#### [What this task involves]
State how many lines in the listing below contain the string "region", treating uppercase and lowercase as different, and give only the number.

Outline labeling listing:
++++
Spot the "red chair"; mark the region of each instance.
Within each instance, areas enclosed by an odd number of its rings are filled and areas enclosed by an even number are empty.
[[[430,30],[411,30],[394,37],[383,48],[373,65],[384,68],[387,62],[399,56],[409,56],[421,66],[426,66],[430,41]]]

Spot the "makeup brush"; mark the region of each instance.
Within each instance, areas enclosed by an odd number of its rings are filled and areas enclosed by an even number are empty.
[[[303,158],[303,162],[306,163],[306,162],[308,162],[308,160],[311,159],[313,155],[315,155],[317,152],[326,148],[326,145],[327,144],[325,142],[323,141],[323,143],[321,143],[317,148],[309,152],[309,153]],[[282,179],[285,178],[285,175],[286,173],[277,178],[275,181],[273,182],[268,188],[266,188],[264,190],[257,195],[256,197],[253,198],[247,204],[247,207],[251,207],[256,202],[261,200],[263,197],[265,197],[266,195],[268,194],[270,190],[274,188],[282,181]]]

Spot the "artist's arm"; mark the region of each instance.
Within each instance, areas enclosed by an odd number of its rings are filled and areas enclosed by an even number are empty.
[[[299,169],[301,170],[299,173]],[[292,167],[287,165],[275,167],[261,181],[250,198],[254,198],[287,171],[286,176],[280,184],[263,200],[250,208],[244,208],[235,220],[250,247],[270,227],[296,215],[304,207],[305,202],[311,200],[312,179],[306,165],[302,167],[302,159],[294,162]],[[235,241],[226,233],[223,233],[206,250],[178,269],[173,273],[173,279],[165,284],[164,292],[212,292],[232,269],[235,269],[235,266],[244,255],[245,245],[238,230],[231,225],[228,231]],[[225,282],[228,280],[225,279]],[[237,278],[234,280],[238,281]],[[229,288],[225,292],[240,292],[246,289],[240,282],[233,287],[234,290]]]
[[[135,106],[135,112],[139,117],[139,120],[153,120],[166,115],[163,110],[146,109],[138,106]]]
++++
#### [Exercise solution]
3